Exercises>
(a) Answer these questions about the notebook page on indexing local data with `DataTool`, one answer per line:
(i) Toward what does the notebook point the `DataTool` class?
(ii) From which module is `QueryTool` imported?
(iii) What does the code do when the project root is not already in `sys.path`?
(b) Write the next part of the notebook page on indexing local data with `DataTool`, picking up after its final sentence.
— START OF Document section —
## Letting `DataTool` index local data
In this example notebook, we will point the `DataTool` class towards our locally stored images and allow it to index them, relative to an input list of source coordinates.

Firstly, in case this repository is cloned and not pip installed...

In [None]:
from sys import path
import os, glob

# Get the current working directory of the notebook
notebook_dir = os.getcwd()

# Navigate up to the project root
project_root = os.path.abspath(os.path.join(notebook_dir, '..'))

# Add the project root to sys.path
if project_root not in path:
    path.append(project_root)

Now import the necessary modules, classes and functions for this notebook

In [2]:
from quest.lib_data import DataTool
from quest.lib_query import QueryTool, default_online_archive_config
from quest.lib_photometry import PhotometryTool
from quest.lib_plot import plot_multiwl_stamps, plot_overlays, plot_photometry, plot_all_stamps
import warnings
from astropy.io import fits
from astropy.wcs import FITSFixedWarning
from astropy.coordinates import SkyCoord
import astropy.units as u

Here is an example configuration that feeds in to the initialisation and use of the classes. Some directories are created if not already existing, but they should already match the directory structure of the repository. Feel free to swap out values to test with your own data and input source lists.
— END OF Document section —
— START OF Data entries —
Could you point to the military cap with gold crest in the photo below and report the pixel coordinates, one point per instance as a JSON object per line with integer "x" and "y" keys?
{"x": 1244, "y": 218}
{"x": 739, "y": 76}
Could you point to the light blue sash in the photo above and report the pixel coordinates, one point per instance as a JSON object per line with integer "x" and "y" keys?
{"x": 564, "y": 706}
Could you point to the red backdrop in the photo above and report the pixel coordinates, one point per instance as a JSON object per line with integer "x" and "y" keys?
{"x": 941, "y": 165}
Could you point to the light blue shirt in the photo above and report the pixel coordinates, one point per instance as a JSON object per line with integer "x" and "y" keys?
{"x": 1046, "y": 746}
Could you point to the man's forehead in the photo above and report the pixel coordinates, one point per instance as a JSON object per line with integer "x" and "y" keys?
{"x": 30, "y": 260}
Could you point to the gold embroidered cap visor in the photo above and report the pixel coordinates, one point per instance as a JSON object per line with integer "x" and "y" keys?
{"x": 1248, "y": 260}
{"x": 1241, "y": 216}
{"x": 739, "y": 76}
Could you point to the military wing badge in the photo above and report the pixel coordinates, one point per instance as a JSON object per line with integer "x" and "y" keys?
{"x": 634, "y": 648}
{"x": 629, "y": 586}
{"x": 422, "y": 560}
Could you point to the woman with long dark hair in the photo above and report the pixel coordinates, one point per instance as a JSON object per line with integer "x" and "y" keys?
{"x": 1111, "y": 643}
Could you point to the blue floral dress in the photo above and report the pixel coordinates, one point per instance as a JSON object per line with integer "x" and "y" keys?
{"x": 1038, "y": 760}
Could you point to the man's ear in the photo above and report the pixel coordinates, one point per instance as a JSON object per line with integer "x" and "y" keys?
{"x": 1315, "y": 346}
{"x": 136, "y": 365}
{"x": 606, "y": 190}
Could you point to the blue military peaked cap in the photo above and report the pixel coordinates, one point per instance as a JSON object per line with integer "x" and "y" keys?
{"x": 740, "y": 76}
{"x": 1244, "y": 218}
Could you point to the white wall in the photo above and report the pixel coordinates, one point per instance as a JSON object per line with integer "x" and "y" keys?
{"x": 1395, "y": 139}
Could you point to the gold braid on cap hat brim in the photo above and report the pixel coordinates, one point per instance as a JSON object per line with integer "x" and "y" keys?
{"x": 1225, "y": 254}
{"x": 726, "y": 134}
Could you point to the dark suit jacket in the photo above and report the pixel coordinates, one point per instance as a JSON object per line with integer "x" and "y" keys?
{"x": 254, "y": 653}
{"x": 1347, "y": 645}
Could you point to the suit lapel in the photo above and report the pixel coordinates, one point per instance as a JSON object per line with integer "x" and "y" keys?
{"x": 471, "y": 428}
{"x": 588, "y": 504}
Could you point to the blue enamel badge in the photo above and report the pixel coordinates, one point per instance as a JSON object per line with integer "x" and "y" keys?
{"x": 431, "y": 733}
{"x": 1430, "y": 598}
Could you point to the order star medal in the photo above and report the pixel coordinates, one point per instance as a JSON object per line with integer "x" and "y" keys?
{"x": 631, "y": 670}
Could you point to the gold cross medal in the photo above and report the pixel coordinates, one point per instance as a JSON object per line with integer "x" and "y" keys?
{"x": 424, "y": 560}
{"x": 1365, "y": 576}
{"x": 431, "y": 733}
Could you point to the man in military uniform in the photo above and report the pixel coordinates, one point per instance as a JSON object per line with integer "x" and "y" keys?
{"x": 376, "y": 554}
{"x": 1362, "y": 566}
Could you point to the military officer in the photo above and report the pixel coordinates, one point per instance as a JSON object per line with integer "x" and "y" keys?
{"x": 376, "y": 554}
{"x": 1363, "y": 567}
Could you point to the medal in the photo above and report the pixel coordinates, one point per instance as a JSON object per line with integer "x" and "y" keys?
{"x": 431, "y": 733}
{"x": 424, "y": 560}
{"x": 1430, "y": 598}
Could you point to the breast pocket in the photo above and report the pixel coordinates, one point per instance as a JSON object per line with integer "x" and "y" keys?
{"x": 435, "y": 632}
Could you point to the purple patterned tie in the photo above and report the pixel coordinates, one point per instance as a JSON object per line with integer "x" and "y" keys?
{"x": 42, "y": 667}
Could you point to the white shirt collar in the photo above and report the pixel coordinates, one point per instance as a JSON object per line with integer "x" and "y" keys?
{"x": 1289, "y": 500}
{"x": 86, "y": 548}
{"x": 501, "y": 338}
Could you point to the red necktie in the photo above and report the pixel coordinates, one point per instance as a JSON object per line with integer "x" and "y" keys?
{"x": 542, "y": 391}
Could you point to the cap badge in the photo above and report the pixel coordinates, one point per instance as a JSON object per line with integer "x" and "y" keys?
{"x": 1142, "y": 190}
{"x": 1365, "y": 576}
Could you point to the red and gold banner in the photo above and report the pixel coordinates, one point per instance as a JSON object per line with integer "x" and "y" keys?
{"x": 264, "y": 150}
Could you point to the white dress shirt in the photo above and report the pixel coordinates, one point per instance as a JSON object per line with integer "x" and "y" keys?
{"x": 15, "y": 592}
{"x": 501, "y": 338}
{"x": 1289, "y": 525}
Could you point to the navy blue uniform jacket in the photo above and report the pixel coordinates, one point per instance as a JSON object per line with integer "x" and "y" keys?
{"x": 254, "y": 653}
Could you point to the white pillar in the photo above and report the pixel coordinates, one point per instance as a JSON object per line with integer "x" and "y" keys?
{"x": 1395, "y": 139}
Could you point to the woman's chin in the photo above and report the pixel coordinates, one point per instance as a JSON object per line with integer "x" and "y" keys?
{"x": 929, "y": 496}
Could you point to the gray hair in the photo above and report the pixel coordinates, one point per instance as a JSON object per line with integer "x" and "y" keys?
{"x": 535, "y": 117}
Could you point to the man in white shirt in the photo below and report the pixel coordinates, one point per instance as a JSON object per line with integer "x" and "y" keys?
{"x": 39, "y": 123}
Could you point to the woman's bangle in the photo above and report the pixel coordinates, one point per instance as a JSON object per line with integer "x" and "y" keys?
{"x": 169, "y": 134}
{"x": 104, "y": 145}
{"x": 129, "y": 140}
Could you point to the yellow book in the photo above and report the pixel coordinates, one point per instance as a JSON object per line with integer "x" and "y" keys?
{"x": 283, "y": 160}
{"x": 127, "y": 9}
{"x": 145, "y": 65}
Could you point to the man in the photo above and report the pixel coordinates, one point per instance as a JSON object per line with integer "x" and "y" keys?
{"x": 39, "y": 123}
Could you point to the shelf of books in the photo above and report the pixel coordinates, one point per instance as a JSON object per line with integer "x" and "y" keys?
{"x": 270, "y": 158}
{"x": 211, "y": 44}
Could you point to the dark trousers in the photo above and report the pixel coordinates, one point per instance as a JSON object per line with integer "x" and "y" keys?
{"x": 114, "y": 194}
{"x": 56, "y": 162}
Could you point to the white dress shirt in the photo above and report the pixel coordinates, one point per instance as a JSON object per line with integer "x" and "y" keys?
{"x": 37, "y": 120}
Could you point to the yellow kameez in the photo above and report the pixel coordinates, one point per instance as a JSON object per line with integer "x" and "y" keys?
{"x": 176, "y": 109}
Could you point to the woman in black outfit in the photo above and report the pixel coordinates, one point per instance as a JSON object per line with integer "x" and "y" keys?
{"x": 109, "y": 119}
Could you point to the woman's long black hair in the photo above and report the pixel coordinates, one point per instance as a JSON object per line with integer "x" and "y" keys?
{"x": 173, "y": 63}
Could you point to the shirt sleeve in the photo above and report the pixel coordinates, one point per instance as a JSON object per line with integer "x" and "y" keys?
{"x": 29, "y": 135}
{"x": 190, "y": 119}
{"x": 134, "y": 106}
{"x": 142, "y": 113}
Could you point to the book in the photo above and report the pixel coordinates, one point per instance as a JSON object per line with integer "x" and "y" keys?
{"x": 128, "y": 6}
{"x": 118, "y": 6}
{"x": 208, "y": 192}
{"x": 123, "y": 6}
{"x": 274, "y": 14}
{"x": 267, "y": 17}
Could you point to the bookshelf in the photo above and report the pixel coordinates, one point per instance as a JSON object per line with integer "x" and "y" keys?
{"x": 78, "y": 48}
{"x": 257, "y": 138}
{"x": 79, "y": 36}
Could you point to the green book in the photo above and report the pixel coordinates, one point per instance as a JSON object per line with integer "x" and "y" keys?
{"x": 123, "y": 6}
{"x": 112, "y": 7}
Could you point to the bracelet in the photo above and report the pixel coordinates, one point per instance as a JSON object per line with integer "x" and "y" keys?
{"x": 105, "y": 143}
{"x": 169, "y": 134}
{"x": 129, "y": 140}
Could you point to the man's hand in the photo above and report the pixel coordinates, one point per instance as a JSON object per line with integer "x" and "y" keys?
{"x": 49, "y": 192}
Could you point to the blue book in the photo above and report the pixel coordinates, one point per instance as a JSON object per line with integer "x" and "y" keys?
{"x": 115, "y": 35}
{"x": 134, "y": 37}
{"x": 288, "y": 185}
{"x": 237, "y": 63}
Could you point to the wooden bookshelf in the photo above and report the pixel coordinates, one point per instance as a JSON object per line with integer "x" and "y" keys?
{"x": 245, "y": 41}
— END OF Data entries —
Expected answers>
(a)
(i) Locally stored images, which it indexes relative to an input list of source coordinates.
(ii) `quest.lib_query`
(iii) It appends the project root to `sys.path`.

(b)
In [3]:
# --- Global Configuration ---
# Working path, input source list, output database file
data_dir = '../demo/data'
src_list_file = f'{data_dir}/example_sources.lis'
# Input source list can be parsed as you wish later, but it must contain:
#   - Source (long) name... typically the J2000 coordinate in hms dms
#   - Source (short) name... this is used for display/annotation on plots
#   - Source RA and Dec... can be in whatever format you wish, but it will have to be made into a SkyCoord instance
db_save_path = f'{data_dir}/source_data.db'

# Output directories for figures and data
output_fig_dir = '../demo/figures'
output_data_dir = '../demo/output'
if not os.path.exists(output_fig_dir):
    os.mkdir(output_fig_dir)
if not os.path.exists(output_data_dir):
    os.mkdir(output_data_dir)

# Optional to section off your data into directories in some fashion (e.g. wavelength domain).
# These must exist in the working path (e.g. `./demo/data`, creating them if not).
data_sub_dirs = [f'{data_dir}/Optical', f'{data_dir}/IR', f'{data_dir}/Radio']
for search_dir in data_sub_dirs:
    if not os.path.exists(search_dir):
        os.mkdir(search_dir)

# You can define the **PHOTOMETRY** search paths here.
# Searches are made at the level of the defined paths below recursively (e.g. /my/path/**/*.fits)
data_dir_list = [f'{data_dir}/Optical', f'{data_dir}/IR']
# Similar for the **CONTOUR** search paths here, which we use the radio for (only tested with radio currently)
data_dir_radio = [f'{data_dir}/Radio']

# You can define the paths to ignore when searching here
# (i.e. if a searched path CONTAINS any of the strings in the ignore_paths list).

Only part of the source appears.